Lay out the entries as a Markdown table with the columns Row and Line, numbering each row and omitting blank lines. Begin at the line that contains "# test: point on every instance of the sofa armrest" and continue through the final line of the entries.

<<<<

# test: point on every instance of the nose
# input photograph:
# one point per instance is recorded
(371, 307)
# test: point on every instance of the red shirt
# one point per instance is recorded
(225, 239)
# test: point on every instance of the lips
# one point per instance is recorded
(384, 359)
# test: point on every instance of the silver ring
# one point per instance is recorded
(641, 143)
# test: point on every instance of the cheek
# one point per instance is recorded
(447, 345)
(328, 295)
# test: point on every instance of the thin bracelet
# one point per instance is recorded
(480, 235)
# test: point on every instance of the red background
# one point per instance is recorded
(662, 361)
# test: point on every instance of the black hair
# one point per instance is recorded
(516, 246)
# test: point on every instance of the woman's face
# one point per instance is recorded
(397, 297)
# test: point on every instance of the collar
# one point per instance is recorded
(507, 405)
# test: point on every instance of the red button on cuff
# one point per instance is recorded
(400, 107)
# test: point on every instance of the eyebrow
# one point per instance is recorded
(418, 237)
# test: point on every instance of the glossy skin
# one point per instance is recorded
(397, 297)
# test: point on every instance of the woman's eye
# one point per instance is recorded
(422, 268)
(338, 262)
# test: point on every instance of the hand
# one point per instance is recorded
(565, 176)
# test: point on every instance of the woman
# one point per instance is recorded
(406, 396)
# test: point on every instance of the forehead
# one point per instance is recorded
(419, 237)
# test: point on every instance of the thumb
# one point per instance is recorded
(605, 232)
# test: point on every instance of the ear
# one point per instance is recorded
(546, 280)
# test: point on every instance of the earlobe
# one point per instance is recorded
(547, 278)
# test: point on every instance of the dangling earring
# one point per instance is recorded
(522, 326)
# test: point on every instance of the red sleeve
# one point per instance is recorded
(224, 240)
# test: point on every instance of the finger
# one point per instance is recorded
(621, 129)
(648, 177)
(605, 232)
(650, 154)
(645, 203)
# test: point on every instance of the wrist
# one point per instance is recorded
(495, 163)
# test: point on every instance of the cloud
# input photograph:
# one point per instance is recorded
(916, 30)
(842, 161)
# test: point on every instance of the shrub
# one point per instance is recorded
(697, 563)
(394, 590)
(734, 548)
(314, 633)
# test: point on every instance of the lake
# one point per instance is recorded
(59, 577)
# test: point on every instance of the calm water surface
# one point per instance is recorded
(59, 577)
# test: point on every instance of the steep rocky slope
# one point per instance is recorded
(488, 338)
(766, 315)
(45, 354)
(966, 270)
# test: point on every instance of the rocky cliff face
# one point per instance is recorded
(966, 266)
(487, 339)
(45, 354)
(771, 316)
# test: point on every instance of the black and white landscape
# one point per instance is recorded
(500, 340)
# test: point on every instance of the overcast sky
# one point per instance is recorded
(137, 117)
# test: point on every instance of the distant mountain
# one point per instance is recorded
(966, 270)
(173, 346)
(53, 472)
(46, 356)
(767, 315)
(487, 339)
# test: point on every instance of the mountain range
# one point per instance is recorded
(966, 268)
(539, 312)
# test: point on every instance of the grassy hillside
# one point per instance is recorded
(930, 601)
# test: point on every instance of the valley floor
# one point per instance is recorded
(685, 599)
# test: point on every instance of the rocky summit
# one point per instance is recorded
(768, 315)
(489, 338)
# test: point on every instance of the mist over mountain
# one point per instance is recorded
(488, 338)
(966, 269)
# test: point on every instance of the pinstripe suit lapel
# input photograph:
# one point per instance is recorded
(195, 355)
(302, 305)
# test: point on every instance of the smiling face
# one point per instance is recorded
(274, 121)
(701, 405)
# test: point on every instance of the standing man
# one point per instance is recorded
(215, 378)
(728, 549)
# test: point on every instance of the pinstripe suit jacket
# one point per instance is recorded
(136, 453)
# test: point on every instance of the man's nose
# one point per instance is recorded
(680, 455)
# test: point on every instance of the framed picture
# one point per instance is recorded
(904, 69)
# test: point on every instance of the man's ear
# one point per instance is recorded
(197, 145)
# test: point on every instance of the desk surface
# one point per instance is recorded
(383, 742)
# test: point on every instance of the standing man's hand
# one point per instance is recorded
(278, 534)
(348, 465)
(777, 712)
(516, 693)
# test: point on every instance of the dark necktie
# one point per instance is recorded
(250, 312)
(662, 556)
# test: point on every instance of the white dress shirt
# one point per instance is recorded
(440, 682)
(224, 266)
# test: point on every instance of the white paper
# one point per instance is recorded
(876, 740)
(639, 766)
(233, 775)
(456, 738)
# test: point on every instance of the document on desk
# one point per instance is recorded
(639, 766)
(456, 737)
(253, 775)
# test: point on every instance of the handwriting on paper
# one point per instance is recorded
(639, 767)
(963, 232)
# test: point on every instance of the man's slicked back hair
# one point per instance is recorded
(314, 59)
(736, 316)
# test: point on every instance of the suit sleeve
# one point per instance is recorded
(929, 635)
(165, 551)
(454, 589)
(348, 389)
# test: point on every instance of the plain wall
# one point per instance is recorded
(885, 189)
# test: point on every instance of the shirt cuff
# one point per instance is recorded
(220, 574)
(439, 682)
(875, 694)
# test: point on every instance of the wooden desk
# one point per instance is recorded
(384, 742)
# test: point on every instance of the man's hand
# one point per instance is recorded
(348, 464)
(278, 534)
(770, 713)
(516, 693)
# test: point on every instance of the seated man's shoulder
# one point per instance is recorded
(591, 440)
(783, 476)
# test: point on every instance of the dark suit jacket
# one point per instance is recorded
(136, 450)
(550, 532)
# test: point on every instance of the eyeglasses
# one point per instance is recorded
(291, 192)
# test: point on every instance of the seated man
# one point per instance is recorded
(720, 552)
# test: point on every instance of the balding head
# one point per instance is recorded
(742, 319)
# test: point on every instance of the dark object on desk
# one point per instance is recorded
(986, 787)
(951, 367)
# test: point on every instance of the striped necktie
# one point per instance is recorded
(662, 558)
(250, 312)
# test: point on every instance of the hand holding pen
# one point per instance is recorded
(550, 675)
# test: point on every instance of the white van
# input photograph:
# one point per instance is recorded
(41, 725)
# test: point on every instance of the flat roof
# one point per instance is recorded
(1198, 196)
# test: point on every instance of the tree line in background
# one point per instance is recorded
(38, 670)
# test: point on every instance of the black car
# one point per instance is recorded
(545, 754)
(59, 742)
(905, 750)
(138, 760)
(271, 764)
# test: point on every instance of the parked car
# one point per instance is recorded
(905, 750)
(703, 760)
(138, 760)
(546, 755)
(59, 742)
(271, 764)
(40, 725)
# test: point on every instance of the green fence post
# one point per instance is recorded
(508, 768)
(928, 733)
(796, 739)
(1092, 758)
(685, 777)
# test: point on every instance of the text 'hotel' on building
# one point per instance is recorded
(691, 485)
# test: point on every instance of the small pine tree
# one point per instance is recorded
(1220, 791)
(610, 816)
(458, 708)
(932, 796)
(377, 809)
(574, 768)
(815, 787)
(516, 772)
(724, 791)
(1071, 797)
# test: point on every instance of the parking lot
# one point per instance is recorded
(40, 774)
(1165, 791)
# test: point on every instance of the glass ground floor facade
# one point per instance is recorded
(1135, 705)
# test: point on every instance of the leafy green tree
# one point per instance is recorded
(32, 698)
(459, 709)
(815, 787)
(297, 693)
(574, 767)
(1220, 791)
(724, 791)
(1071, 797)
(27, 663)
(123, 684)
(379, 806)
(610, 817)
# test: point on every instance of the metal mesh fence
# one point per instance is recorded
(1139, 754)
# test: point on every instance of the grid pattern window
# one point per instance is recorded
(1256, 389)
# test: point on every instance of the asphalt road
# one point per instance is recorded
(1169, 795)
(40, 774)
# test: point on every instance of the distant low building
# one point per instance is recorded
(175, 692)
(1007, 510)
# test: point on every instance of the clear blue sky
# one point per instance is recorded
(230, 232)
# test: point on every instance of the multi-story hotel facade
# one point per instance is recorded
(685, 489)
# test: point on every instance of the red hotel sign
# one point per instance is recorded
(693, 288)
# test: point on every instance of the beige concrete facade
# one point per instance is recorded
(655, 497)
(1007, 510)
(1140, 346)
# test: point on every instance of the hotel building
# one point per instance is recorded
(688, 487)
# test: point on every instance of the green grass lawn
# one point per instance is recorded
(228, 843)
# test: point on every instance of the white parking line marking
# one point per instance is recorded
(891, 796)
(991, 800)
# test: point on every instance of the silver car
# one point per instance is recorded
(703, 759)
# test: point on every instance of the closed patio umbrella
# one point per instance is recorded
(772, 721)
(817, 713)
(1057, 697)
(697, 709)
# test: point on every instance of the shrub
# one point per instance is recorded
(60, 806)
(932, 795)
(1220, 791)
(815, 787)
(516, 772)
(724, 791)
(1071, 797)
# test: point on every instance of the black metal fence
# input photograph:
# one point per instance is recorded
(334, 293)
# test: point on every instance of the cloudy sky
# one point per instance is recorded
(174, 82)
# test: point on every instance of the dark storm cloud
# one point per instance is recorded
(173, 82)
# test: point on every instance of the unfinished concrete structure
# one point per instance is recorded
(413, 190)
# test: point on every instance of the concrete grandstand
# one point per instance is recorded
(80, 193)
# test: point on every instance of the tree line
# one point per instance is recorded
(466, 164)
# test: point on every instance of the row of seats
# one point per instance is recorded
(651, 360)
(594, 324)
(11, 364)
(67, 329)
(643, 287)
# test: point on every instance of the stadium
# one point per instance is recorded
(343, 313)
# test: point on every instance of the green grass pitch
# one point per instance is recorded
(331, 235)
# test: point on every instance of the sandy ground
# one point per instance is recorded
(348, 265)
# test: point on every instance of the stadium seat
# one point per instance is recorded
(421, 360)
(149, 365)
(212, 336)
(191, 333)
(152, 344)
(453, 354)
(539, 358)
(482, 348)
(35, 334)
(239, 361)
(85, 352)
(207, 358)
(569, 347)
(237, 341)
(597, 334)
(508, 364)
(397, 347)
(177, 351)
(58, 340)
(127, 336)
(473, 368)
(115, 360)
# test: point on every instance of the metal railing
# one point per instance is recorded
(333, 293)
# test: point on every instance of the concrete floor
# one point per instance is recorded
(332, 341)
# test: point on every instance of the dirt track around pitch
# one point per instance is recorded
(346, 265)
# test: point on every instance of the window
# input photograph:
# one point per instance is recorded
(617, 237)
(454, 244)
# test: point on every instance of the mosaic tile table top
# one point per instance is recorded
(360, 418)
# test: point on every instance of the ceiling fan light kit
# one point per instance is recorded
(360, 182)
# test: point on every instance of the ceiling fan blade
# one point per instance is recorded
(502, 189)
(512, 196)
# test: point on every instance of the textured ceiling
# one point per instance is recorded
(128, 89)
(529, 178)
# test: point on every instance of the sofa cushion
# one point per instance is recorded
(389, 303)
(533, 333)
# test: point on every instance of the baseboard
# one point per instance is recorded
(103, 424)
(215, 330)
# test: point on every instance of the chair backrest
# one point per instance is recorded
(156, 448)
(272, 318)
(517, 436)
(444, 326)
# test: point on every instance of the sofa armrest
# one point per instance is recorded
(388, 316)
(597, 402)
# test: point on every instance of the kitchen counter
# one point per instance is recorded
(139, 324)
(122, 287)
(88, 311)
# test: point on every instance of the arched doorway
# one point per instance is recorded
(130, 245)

>>>>

_Answer in full_
| Row | Line |
|---|---|
| 1 | # test: point on every instance of the sofa armrest |
| 2 | # one point per instance is recorded |
| 3 | (388, 316) |
| 4 | (597, 402) |
| 5 | # test: point on every instance of the kitchen counter |
| 6 | # one point per instance is recorded |
| 7 | (139, 324) |
| 8 | (122, 287) |
| 9 | (88, 311) |
| 10 | # test: point on every instance of the arched doorway |
| 11 | # one point per instance is recorded |
| 12 | (130, 245) |